SET TASK » Count the lines in the rows below that contain the word "sofa" and reply with that number alone.

★ ★ ★ ★ ★

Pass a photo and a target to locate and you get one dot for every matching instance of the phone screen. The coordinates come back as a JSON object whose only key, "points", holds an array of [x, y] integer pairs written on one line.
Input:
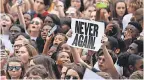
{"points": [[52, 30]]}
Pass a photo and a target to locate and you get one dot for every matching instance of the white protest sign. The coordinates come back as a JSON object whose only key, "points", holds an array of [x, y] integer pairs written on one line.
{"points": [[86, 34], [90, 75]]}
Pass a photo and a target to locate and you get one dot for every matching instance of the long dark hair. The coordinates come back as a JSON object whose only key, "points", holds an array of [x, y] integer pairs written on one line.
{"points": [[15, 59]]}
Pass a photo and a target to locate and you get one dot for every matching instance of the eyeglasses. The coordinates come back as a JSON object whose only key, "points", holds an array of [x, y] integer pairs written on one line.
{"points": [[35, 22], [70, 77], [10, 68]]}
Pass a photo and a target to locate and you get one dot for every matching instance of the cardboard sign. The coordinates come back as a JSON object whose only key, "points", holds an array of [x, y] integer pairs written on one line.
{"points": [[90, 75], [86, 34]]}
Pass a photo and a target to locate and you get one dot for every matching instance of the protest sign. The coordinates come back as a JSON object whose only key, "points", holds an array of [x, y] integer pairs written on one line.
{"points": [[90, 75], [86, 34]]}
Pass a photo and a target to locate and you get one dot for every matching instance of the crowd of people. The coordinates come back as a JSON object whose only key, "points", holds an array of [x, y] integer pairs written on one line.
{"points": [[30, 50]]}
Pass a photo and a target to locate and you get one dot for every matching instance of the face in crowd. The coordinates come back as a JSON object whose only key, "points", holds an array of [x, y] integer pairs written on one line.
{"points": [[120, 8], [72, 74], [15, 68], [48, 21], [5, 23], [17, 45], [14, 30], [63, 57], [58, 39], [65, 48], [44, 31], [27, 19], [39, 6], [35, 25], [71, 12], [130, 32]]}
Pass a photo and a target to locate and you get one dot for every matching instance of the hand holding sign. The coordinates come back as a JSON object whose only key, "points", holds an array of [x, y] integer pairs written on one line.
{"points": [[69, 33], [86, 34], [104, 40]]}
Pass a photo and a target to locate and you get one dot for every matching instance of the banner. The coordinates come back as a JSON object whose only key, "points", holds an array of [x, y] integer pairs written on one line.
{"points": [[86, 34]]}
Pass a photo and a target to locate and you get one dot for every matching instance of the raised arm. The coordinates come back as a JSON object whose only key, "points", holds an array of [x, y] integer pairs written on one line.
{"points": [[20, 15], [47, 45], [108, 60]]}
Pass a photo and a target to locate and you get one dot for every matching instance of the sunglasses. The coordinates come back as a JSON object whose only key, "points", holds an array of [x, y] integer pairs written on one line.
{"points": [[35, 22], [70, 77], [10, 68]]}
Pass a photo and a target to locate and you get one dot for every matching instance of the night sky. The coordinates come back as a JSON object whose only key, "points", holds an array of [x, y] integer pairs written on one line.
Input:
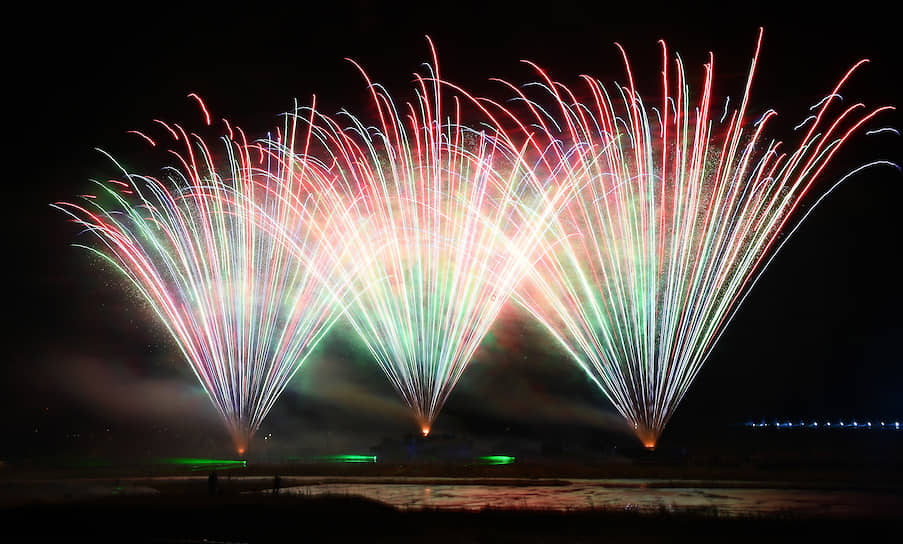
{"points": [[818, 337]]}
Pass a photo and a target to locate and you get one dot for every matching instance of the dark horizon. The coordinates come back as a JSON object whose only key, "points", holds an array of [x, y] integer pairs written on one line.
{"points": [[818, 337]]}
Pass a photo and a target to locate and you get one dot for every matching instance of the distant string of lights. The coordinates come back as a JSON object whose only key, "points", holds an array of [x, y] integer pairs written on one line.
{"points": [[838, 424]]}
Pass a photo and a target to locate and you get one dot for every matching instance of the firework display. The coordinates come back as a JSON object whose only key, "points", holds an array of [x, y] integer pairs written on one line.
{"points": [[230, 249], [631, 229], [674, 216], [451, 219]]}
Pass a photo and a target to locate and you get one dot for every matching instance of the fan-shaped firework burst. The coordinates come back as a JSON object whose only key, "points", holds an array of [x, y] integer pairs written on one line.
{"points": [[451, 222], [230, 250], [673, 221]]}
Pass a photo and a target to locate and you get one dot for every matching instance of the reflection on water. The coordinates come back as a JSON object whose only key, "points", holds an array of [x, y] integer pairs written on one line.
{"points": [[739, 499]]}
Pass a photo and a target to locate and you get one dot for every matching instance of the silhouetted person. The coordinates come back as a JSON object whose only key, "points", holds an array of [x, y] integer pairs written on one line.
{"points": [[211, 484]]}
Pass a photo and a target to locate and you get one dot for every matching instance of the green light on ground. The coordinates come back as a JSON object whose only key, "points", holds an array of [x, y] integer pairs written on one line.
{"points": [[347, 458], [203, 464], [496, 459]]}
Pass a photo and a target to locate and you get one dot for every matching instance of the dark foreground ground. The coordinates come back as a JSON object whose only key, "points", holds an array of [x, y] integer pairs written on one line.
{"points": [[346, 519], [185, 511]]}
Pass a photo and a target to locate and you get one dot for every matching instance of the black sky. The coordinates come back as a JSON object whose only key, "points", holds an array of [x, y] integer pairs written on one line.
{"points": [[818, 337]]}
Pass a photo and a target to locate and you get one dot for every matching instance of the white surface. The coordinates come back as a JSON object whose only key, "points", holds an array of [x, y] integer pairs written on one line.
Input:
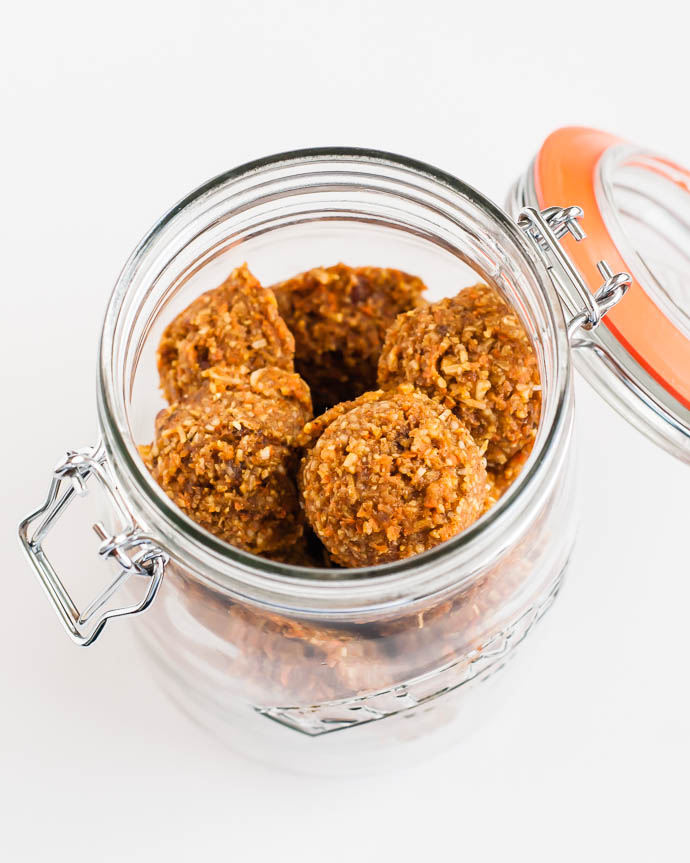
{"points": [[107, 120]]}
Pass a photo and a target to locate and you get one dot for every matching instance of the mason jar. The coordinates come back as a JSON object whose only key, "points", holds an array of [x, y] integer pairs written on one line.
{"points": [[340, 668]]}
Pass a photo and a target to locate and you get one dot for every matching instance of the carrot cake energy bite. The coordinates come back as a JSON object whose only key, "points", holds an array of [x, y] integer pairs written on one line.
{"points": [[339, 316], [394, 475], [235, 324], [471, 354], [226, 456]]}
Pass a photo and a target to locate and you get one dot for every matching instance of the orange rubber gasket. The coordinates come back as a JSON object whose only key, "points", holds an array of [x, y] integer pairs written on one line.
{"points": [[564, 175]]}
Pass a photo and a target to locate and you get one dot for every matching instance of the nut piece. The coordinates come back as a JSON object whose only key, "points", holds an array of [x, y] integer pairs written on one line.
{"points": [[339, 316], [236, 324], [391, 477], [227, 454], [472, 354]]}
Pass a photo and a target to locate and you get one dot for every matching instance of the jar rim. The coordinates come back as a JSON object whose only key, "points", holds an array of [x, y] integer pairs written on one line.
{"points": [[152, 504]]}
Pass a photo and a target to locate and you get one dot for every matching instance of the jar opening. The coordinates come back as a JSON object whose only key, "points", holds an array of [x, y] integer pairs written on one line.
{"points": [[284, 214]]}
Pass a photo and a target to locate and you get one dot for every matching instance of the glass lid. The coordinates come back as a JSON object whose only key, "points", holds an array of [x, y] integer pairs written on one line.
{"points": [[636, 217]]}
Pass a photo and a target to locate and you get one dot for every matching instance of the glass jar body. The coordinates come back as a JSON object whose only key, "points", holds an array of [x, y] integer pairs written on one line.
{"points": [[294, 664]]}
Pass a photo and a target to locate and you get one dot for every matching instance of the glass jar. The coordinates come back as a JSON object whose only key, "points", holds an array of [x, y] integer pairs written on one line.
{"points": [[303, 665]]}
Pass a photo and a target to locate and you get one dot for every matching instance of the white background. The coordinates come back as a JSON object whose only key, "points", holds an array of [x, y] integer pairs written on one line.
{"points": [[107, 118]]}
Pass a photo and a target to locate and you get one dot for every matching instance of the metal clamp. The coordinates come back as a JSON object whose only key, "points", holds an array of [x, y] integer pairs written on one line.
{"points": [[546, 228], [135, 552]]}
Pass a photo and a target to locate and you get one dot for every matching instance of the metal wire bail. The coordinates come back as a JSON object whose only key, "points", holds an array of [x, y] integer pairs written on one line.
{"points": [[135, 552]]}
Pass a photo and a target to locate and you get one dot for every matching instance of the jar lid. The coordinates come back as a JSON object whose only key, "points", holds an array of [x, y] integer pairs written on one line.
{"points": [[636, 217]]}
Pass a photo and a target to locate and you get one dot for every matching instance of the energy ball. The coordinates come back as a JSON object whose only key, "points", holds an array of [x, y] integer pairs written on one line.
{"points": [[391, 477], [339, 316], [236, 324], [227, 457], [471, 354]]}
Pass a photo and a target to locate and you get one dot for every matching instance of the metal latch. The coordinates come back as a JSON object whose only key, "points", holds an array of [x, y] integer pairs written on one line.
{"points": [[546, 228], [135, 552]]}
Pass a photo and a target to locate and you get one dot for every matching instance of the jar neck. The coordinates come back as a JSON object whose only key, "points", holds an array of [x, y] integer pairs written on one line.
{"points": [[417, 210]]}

★ ★ ★ ★ ★

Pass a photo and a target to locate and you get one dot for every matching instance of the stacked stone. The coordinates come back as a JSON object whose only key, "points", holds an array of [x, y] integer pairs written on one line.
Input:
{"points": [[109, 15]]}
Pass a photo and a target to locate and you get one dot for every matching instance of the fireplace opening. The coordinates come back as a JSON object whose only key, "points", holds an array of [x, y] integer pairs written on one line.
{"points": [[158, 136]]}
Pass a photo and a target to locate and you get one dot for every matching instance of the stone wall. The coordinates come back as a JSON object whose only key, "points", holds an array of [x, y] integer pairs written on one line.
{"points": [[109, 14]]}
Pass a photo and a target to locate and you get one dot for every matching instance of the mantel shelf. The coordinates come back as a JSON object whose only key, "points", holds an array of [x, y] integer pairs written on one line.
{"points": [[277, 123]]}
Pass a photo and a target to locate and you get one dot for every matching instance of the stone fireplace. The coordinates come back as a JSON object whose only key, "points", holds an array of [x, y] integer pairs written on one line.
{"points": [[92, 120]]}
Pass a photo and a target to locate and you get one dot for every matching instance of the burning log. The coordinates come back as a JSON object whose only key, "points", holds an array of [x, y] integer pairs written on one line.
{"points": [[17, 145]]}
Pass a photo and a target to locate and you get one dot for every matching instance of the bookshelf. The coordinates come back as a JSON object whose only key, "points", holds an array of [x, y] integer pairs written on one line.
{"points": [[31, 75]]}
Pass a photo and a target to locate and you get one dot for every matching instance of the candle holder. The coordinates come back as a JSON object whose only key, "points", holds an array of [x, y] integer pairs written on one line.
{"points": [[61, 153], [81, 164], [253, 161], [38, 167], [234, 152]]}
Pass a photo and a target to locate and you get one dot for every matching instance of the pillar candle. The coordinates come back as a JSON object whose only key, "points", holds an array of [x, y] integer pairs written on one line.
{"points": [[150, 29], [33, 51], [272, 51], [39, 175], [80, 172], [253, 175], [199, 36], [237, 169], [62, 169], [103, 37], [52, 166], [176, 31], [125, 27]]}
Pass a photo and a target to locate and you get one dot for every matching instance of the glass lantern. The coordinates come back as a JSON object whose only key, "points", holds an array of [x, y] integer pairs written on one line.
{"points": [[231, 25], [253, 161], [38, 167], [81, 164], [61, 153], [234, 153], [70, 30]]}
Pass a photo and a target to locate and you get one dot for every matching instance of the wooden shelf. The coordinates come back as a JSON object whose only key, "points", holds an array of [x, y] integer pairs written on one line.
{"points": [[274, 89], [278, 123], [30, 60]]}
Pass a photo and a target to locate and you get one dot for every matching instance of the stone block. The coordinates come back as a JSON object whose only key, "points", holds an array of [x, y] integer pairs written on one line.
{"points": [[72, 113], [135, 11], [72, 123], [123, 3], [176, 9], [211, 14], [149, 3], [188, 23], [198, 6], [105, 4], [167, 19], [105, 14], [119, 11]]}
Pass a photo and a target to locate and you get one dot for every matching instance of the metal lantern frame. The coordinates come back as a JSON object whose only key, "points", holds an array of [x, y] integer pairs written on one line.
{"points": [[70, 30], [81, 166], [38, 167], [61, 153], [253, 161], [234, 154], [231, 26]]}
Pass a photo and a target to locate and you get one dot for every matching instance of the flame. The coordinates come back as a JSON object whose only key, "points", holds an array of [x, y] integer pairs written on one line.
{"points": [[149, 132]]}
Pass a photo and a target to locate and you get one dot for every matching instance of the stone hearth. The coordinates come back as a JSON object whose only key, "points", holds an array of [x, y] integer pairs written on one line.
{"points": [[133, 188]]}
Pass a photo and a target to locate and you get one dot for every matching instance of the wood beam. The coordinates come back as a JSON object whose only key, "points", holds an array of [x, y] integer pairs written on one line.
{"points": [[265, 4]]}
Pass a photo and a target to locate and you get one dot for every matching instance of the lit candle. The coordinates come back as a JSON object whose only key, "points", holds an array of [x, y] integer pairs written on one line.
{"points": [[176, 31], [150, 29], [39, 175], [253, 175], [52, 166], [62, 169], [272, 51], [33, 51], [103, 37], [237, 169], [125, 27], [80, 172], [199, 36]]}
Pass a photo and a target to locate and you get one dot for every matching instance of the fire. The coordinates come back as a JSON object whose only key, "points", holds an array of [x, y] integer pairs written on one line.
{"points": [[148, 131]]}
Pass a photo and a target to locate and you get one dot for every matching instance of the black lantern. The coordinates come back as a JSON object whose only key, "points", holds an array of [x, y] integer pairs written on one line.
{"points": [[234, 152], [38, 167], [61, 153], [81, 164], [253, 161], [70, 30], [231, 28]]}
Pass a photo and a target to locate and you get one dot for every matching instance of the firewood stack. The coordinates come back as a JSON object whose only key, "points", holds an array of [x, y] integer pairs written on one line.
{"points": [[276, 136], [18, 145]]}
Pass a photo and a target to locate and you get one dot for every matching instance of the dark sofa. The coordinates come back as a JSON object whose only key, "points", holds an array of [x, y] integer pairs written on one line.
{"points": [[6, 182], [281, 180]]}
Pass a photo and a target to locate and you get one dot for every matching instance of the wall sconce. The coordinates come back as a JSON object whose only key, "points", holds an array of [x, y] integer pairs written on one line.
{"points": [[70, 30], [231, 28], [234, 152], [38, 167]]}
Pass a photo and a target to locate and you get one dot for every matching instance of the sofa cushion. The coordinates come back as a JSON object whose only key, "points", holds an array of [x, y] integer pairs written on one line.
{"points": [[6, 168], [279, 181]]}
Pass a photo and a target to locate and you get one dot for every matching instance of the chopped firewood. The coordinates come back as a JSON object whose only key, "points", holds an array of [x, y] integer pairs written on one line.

★ ★ ★ ★ ★

WRITTEN REPLY » 2